§ **Yapılacaklar**:
1. Verilen alıntıya göre eleştirilen tutum halk arasında neye yol açıyor?
2. Verilen alıntıda "Ayrıca demokratik değerler" ile "açan bir tutumdur." arasındaki kısmı, bu iki ifade de dahil, olduğu gibi tekrarla.

§ **Verilen Alıntı**:

Ayrıca demokratik değerler açısından da yaptığınız doğru değildir. Karşınızdaki insanın görüşlerine katılmasanız bile onun kendisini ifade etmesine imkân tanımak asgari bir demokratik değerdir, gazeteciliğin de en temel kurallarındandır. Dahası bu yaptığınız, halk arasında kin ve nefrete yol açan bir tutumdur.

§ **Veri Bölümü**:
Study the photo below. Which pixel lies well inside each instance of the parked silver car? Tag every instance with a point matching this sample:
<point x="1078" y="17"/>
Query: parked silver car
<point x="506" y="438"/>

§ **Görevlere Göre Sonuçlar**:
1. Kin ve nefrete yol açıyor.

2.
Ayrıca demokratik değerler açısından da yaptığınız doğru değildir. Karşınızdaki insanın görüşlerine katılmasanız bile onun kendisini ifade etmesine imkân tanımak asgari bir demokratik değerdir, gazeteciliğin de en temel kurallarındandır. Dahası bu yaptığınız, halk arasında kin ve nefrete yol açan bir tutumdur.